- **Task brief**: Will you write out, word for word, every line from the one with "indicate the pale" to the final line of the data below, with the pictures left out?

Data listing
══════
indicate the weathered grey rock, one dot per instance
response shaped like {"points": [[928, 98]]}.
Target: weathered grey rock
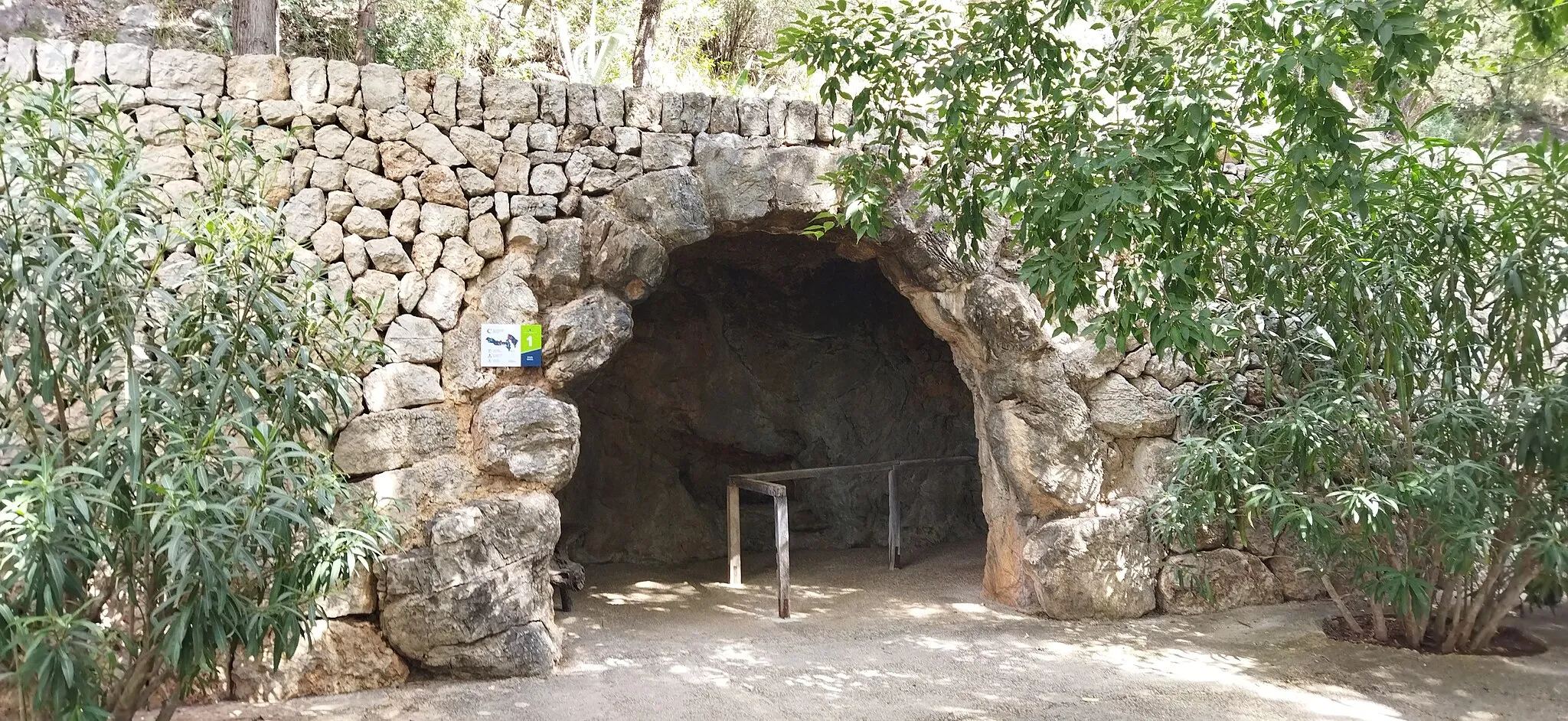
{"points": [[336, 656], [1142, 471], [800, 124], [126, 63], [381, 86], [583, 334], [477, 599], [363, 154], [257, 77], [387, 256], [187, 71], [725, 116], [668, 204], [167, 163], [413, 339], [21, 58], [459, 257], [547, 179], [328, 242], [405, 221], [332, 176], [439, 184], [342, 82], [443, 220], [400, 160], [511, 173], [737, 178], [643, 107], [90, 63], [333, 142], [485, 237], [582, 107], [610, 106], [368, 224], [158, 126], [552, 103], [475, 184], [1216, 580], [378, 290], [394, 439], [371, 190], [557, 270], [54, 58], [410, 290], [526, 435], [626, 259], [471, 100], [305, 214], [753, 116], [662, 151], [354, 256], [386, 126], [1093, 568], [338, 203], [435, 145], [308, 80], [1123, 411], [508, 100], [480, 149], [402, 384], [443, 299]]}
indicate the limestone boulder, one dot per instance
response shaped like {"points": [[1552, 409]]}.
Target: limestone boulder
{"points": [[668, 204], [402, 384], [257, 77], [1216, 580], [583, 334], [187, 71], [393, 439], [443, 299], [336, 656], [477, 599], [1123, 411], [1093, 568], [526, 435], [371, 190]]}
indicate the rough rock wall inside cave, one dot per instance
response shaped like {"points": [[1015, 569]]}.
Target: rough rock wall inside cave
{"points": [[455, 201], [767, 353]]}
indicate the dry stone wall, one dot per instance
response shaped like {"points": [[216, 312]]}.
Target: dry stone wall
{"points": [[449, 201]]}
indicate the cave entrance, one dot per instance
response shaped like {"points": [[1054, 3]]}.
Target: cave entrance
{"points": [[769, 353]]}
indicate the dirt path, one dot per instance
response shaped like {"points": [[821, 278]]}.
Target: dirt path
{"points": [[918, 644]]}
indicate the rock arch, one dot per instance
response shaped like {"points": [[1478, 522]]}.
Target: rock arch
{"points": [[1068, 447]]}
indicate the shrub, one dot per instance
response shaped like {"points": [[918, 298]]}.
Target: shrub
{"points": [[167, 386]]}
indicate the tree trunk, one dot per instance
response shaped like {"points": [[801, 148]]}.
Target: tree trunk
{"points": [[256, 27], [646, 27], [364, 24]]}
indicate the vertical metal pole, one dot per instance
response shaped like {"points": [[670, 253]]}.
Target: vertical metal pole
{"points": [[781, 546], [733, 522], [894, 522]]}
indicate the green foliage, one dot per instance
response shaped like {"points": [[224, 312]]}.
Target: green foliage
{"points": [[167, 494], [1204, 178], [408, 34]]}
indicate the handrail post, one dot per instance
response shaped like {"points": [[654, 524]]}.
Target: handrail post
{"points": [[733, 522], [781, 544]]}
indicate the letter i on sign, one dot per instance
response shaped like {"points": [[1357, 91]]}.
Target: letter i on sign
{"points": [[532, 347]]}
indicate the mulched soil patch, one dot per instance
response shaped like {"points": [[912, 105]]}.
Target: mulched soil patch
{"points": [[1508, 643]]}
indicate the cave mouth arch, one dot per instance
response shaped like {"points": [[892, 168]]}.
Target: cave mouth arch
{"points": [[766, 353]]}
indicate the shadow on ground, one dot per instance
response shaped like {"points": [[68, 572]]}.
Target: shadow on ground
{"points": [[869, 643]]}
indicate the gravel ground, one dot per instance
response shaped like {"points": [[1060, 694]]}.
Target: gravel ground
{"points": [[867, 643]]}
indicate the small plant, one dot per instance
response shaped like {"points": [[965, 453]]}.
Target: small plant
{"points": [[167, 390]]}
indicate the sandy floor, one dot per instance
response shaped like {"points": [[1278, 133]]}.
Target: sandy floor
{"points": [[867, 643]]}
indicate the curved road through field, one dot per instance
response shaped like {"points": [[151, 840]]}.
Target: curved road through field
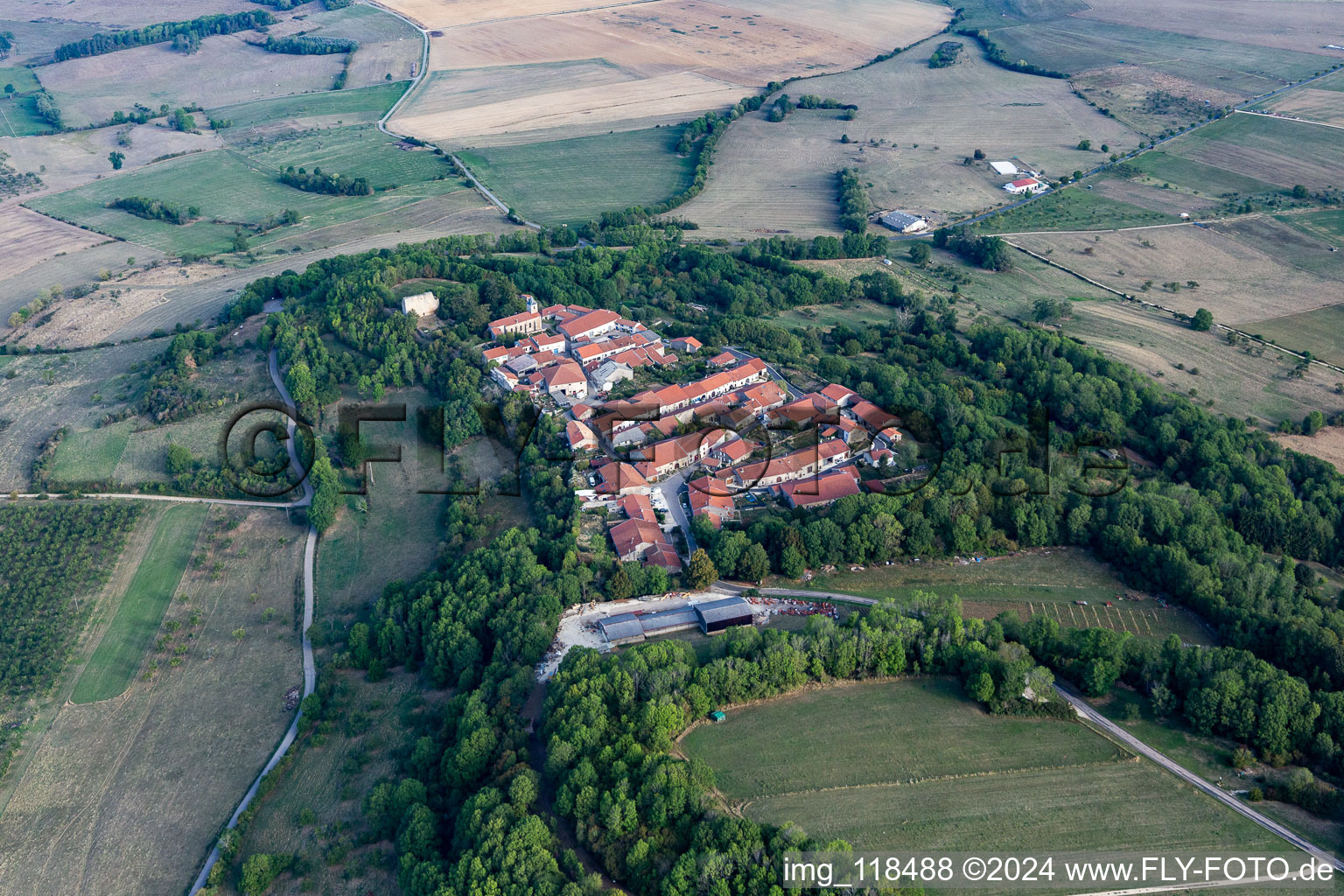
{"points": [[1105, 725], [310, 668]]}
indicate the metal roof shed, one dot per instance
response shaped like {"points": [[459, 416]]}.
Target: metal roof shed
{"points": [[717, 615], [621, 629]]}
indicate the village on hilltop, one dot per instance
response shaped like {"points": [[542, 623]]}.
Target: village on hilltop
{"points": [[734, 437]]}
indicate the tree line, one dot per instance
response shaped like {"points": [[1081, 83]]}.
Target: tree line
{"points": [[163, 32], [310, 45], [318, 182]]}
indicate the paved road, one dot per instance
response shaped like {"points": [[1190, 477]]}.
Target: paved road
{"points": [[1105, 724], [1098, 720], [1106, 164], [1301, 121], [310, 667], [486, 191]]}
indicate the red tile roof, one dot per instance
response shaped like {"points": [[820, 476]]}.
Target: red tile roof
{"points": [[588, 323]]}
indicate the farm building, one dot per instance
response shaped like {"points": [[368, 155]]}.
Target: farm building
{"points": [[710, 617], [621, 629], [905, 222], [717, 615], [521, 323], [1025, 186], [420, 304]]}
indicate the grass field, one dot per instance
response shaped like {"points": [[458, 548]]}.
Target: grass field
{"points": [[19, 118], [752, 762], [1073, 208], [358, 150], [1238, 383], [355, 105], [1326, 226], [914, 128], [1211, 760], [1271, 150], [1245, 270], [390, 534], [571, 182], [850, 763], [136, 788], [230, 187], [330, 775], [1046, 582], [225, 70], [1161, 167], [93, 454], [49, 393], [586, 70], [124, 644], [1319, 332]]}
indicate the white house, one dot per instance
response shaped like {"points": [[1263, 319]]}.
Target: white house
{"points": [[905, 222]]}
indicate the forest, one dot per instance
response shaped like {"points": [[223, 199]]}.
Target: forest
{"points": [[52, 560], [1218, 524], [162, 32]]}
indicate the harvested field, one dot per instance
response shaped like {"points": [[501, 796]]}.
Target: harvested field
{"points": [[233, 190], [1326, 444], [226, 70], [49, 393], [1319, 332], [1077, 46], [1239, 277], [571, 182], [752, 760], [1190, 178], [1303, 25], [135, 788], [1273, 150], [385, 718], [37, 35], [32, 238], [1321, 101], [664, 60], [434, 14], [148, 303], [1238, 383], [115, 14], [1150, 100], [80, 158], [1074, 208], [398, 534], [142, 610], [1326, 226], [19, 117], [1152, 196], [579, 110], [987, 782], [75, 269], [914, 128], [350, 107]]}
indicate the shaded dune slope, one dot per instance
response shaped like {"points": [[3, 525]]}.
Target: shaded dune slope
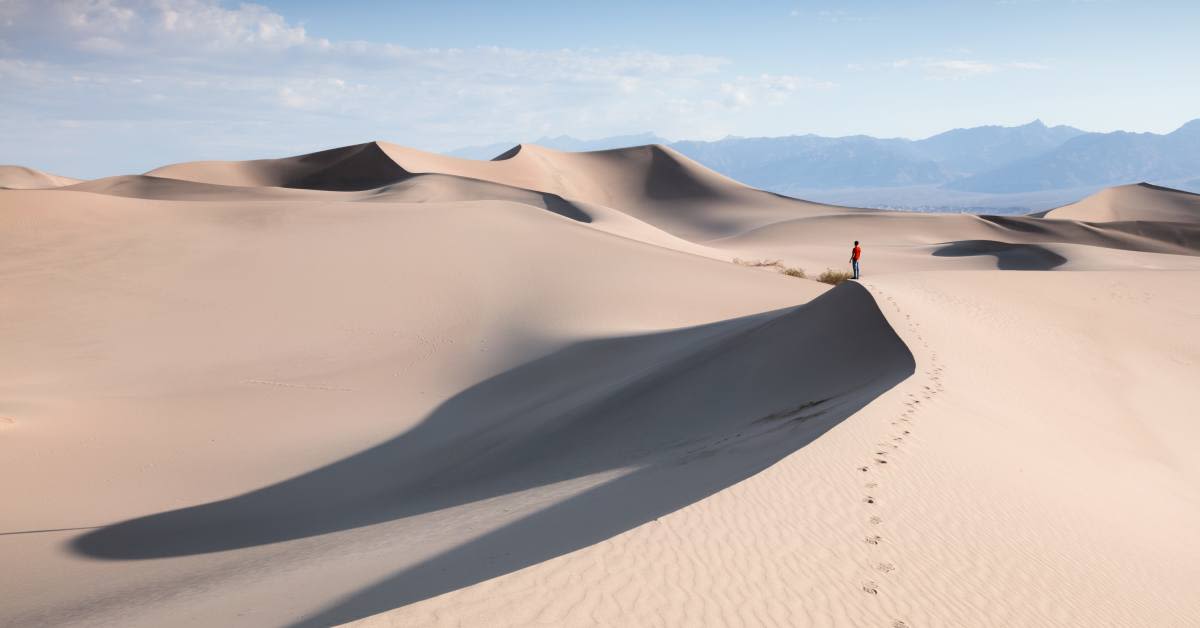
{"points": [[653, 184], [687, 413], [929, 229], [347, 168]]}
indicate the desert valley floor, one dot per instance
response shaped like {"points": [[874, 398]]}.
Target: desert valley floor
{"points": [[379, 386]]}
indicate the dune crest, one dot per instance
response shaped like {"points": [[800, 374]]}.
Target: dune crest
{"points": [[373, 380], [1134, 202]]}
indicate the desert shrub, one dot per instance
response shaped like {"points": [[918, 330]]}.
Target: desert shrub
{"points": [[834, 277]]}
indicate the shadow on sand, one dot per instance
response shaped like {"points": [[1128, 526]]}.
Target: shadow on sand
{"points": [[687, 412], [1008, 256]]}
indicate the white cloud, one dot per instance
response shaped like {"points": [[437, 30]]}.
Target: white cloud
{"points": [[766, 89], [958, 67], [952, 69], [198, 64]]}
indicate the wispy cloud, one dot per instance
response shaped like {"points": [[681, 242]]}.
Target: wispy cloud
{"points": [[767, 89]]}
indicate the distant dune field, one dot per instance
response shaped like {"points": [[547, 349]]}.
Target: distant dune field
{"points": [[379, 386]]}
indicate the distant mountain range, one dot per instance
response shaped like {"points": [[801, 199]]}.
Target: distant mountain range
{"points": [[1014, 168]]}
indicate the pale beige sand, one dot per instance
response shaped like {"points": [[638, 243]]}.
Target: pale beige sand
{"points": [[535, 392], [1133, 202], [22, 178], [1039, 472]]}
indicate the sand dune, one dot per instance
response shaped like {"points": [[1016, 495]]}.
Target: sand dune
{"points": [[21, 178], [1137, 202], [534, 390]]}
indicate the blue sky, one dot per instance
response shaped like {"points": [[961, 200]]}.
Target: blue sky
{"points": [[106, 87]]}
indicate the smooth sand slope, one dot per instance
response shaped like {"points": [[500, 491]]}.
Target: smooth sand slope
{"points": [[535, 390], [1144, 202]]}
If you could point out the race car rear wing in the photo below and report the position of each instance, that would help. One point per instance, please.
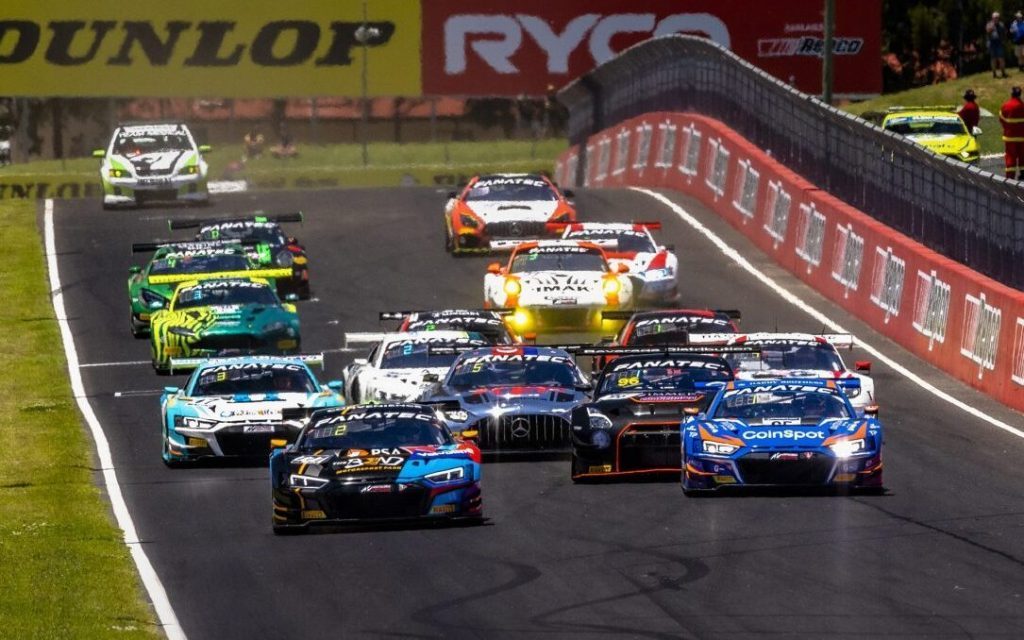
══════
- **Output for this exercise**:
indicate the pale beige sand, one dot per instance
response shaped like {"points": [[638, 243]]}.
Target: pale beige sand
{"points": [[535, 392], [1133, 202], [22, 178], [1039, 472]]}
indicate the sand dune, one dot per instance
response shaped like {"points": [[1016, 495]]}.
Target: sand dune
{"points": [[21, 178], [1137, 202], [534, 390]]}
indicate the blue sky, one dot per instance
response shaped like {"points": [[961, 200]]}.
Target: blue sky
{"points": [[106, 87]]}
indicate the smooth sand slope, one dot per instance
response shaped like {"points": [[500, 491]]}.
Target: smooth sand slope
{"points": [[535, 390], [1144, 202]]}
If you could point out the race car rear wing in the photo below and report the position of each instance, that would help. One point per instance, please.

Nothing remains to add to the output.